What is required:
Copy the listing below word for word, from the line containing "Expected: for each instance of the window" down through the line containing "x=275 y=131", including both of those lines.

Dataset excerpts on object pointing

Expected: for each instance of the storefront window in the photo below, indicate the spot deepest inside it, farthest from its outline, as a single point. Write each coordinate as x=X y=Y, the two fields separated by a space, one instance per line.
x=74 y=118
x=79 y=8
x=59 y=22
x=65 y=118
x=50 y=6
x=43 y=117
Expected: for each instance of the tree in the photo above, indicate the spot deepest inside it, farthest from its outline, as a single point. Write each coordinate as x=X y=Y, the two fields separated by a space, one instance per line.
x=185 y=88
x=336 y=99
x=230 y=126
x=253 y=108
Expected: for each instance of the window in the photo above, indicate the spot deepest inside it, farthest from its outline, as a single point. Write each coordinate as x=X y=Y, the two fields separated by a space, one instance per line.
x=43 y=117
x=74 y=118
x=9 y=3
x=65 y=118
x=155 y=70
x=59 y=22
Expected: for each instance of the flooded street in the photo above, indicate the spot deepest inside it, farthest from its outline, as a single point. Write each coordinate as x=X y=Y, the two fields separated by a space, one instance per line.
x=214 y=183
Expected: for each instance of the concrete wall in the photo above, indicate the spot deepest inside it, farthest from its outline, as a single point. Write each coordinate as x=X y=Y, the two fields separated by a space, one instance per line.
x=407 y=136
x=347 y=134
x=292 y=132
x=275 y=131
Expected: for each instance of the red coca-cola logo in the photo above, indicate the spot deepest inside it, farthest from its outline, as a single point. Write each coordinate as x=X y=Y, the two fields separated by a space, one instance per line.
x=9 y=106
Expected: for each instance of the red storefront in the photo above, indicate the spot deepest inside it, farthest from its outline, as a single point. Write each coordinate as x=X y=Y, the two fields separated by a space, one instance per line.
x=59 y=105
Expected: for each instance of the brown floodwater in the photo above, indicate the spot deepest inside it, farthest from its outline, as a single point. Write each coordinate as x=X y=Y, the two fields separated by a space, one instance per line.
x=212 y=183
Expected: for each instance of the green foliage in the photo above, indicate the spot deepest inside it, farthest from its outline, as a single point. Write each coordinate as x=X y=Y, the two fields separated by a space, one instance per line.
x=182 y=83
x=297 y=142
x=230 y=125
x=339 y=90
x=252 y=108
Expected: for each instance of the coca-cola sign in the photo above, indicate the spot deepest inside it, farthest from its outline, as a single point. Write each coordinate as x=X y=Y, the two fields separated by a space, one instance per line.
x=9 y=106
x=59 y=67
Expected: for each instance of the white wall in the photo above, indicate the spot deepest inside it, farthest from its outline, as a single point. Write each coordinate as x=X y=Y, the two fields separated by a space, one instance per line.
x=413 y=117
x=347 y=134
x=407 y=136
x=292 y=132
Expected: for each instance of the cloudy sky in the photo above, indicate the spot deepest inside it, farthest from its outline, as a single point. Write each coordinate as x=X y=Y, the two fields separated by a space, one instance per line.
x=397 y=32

Response to this exercise:
Expected: for each instance of the window in the photo above, indicate the spot deepest inside it, farthest from its outline, as a single point. Write each coordinate as x=X y=Y, the two fields separated by a space, one instance per line.
x=43 y=117
x=74 y=118
x=9 y=3
x=65 y=118
x=155 y=70
x=59 y=22
Expected: for each instance of the flooded street in the photo above, indicate the spot deepest inside it, farthest from its outline, as a single point. Write each coordinate as x=X y=Y, the two fields separated by a space, one instance per line.
x=214 y=183
Expected: for each instance of the concrete wall in the photo above, indicate the spot deepest inside it, farthest from its outline, as a single point. Write each coordinate as x=X y=Y, the two fields separated by a space, one instance per line.
x=407 y=136
x=347 y=134
x=292 y=132
x=275 y=131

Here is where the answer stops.